Task objective: Would you transcribe the listing that follows, character for character, and omit its images?

Extracted records:
......
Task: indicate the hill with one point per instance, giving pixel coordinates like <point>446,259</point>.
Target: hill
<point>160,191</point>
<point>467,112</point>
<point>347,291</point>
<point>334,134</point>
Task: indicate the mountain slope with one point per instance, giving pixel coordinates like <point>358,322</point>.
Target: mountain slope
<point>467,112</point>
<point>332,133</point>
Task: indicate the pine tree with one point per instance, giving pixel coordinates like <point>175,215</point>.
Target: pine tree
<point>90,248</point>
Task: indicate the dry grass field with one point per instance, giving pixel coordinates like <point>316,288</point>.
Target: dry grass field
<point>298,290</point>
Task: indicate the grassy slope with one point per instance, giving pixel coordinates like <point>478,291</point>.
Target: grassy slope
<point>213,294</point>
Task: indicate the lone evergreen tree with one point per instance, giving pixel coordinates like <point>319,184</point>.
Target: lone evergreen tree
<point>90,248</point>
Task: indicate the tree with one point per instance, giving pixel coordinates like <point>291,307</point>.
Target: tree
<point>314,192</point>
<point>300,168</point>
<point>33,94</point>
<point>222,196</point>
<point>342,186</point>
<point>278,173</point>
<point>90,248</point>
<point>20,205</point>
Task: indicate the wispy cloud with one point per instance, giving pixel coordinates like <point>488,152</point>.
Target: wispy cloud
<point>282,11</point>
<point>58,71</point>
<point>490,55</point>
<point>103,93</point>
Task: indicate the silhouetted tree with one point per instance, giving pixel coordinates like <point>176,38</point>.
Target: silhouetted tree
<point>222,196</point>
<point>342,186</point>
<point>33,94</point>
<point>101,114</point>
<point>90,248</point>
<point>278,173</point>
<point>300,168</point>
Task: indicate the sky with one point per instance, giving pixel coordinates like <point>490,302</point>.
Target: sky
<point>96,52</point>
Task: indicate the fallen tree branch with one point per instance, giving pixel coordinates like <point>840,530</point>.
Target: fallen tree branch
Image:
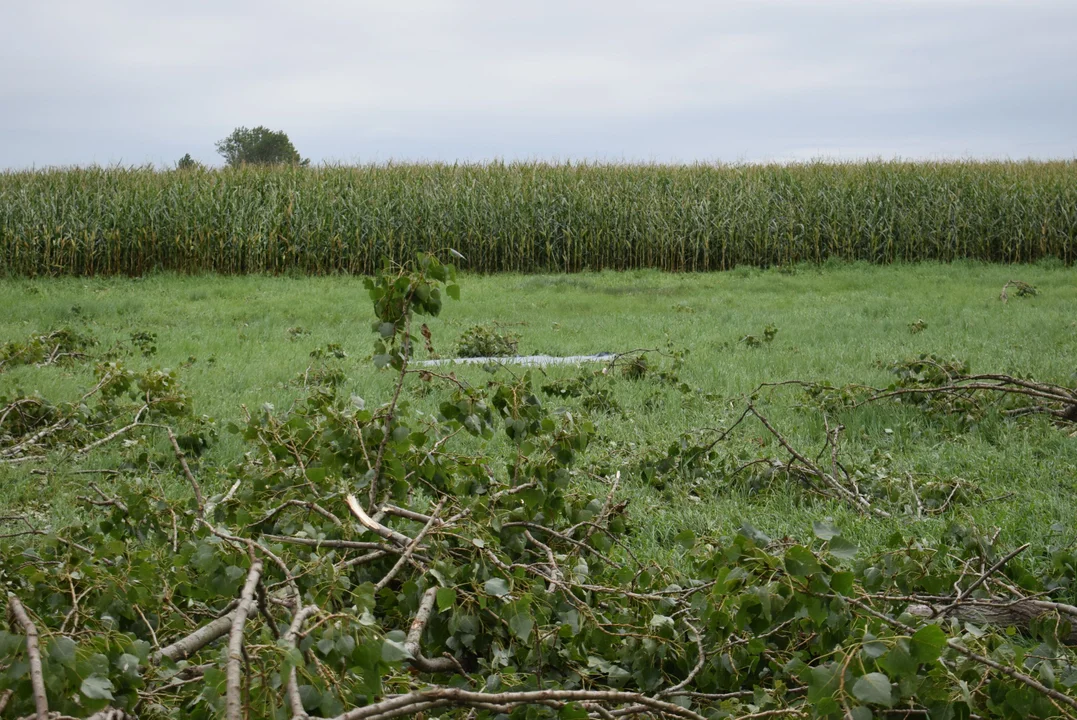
<point>19,617</point>
<point>293,685</point>
<point>234,680</point>
<point>1017,675</point>
<point>374,525</point>
<point>414,645</point>
<point>196,640</point>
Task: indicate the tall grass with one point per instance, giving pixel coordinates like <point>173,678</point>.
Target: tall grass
<point>532,216</point>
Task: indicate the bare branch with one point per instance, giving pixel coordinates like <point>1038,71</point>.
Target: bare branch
<point>234,679</point>
<point>414,643</point>
<point>374,525</point>
<point>18,616</point>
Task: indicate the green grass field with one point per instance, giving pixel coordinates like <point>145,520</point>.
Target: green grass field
<point>243,340</point>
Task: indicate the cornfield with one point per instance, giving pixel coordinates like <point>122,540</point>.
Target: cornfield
<point>532,216</point>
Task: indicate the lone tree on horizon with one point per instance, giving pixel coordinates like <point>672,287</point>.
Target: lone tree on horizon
<point>259,146</point>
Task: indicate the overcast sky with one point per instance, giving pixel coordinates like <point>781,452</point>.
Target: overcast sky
<point>144,81</point>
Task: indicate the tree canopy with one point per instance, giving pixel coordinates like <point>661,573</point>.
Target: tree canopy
<point>259,146</point>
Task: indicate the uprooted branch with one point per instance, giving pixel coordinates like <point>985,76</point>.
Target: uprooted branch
<point>19,617</point>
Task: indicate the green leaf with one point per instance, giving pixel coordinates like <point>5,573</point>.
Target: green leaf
<point>825,531</point>
<point>572,711</point>
<point>861,713</point>
<point>97,687</point>
<point>872,688</point>
<point>521,625</point>
<point>686,539</point>
<point>839,547</point>
<point>898,662</point>
<point>392,647</point>
<point>61,650</point>
<point>800,562</point>
<point>495,587</point>
<point>446,598</point>
<point>842,582</point>
<point>927,643</point>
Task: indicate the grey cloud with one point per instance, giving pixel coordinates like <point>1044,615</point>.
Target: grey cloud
<point>685,80</point>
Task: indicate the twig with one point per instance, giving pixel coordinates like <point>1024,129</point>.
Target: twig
<point>196,640</point>
<point>186,470</point>
<point>407,552</point>
<point>1017,675</point>
<point>696,669</point>
<point>414,644</point>
<point>293,685</point>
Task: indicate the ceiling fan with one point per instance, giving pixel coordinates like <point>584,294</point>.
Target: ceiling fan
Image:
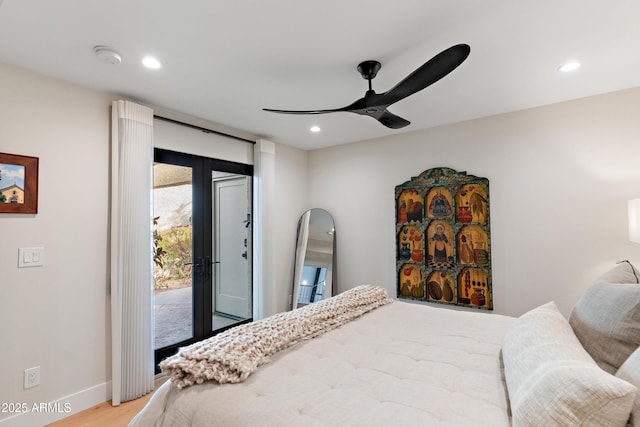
......
Final answer:
Task: indicate the hill with one point per instance, giving pixel coordinates like <point>446,259</point>.
Target: hill
<point>160,191</point>
<point>467,112</point>
<point>347,291</point>
<point>334,134</point>
Task: indicate the mountain slope with one point per instance, giving pixel coordinates like <point>358,322</point>.
Target: mountain slope
<point>467,112</point>
<point>332,133</point>
Task: indicate the pine tree with one point per instance, giving pixel coordinates like <point>175,215</point>.
Target: pine tree
<point>90,248</point>
Task: indicate the dry grass field with one point per instance, giving pixel coordinates like <point>316,288</point>.
Target: dry grass field
<point>298,290</point>
Task: indicate the grassy slope with one point per instance, giving pixel coordinates like <point>478,291</point>.
Target: grassy slope
<point>213,294</point>
Task: indicate the lone evergreen tree with one point per instance, giving pixel coordinates like <point>319,184</point>.
Target: lone evergreen tree
<point>90,248</point>
Task: indicate the tree with one point per instance, giving pixel coordinates like <point>291,307</point>.
Target: tree
<point>314,192</point>
<point>300,168</point>
<point>33,94</point>
<point>222,196</point>
<point>342,186</point>
<point>278,173</point>
<point>90,248</point>
<point>20,205</point>
Task: indicate the wispy cloud with one point per instance, giving pixel coordinates like <point>488,152</point>.
Target: wispy cloud
<point>282,11</point>
<point>58,71</point>
<point>490,55</point>
<point>103,93</point>
Task: indicate the silhouetted tree with one point per instance, giving pixel coordinates like <point>176,38</point>.
Target: silhouetted tree
<point>222,196</point>
<point>342,186</point>
<point>33,94</point>
<point>101,114</point>
<point>90,248</point>
<point>278,173</point>
<point>300,168</point>
Task: indicate the sky with one point per instance, giving pixel coordinates like <point>490,302</point>.
Target: sky
<point>96,52</point>
Task: indicate the fallen tree branch with one point per instance, giving pixel coordinates like <point>840,530</point>.
Target: fallen tree branch
Image:
<point>19,617</point>
<point>293,685</point>
<point>234,680</point>
<point>1017,675</point>
<point>374,525</point>
<point>414,645</point>
<point>196,640</point>
Task: indicate the tall grass with one point per instance, giving pixel coordinates like <point>173,678</point>.
Target: tall grass
<point>532,216</point>
Task: indicate the bare branch with one point per instance, giving pixel coordinates like <point>1038,71</point>.
Target: bare branch
<point>234,679</point>
<point>414,643</point>
<point>374,525</point>
<point>18,616</point>
Task: indicate the green grass field with one point per instance, giving pixel coordinates like <point>145,520</point>.
Target: green grass field
<point>243,340</point>
Task: indicate the cornfield with one point per instance, giving pixel coordinates like <point>122,540</point>.
Target: cornfield
<point>532,216</point>
Task: indicate the lone tree on horizon with one point per instance, giving pixel coordinates like <point>672,287</point>.
Target: lone tree on horizon
<point>259,146</point>
Task: indicate the overcast sky with one point per instance, giving pixel coordinates like <point>781,452</point>.
Target: overcast sky
<point>144,81</point>
Task: indicate the tree canopy with one point per instance, giving pixel coordinates like <point>661,573</point>.
Target: tree canopy
<point>259,146</point>
Task: indicate the uprooted branch with one point per instance, giving pixel coordinates like <point>985,76</point>.
Target: uprooted branch
<point>19,617</point>
Task: indicate the green leaf with one point per instance, giving pixel coordinates like <point>5,573</point>.
Target: green leaf
<point>825,531</point>
<point>572,711</point>
<point>861,713</point>
<point>97,687</point>
<point>872,688</point>
<point>521,625</point>
<point>686,539</point>
<point>839,547</point>
<point>898,662</point>
<point>392,647</point>
<point>61,650</point>
<point>800,562</point>
<point>495,587</point>
<point>446,598</point>
<point>842,582</point>
<point>927,643</point>
Task: indicate the grey cloud with one point per instance, giving pixel coordinates like <point>1044,615</point>.
Target: grey cloud
<point>685,80</point>
Task: indicate the twig with one point per instance, giving pixel coordinates like <point>1024,129</point>.
Target: twig
<point>196,640</point>
<point>186,470</point>
<point>407,552</point>
<point>1017,675</point>
<point>696,669</point>
<point>414,644</point>
<point>293,685</point>
Task: indicate the ceiling fan with one point per instance, giving pixel coordinates like <point>584,294</point>.
Target: ceiling fan
Image:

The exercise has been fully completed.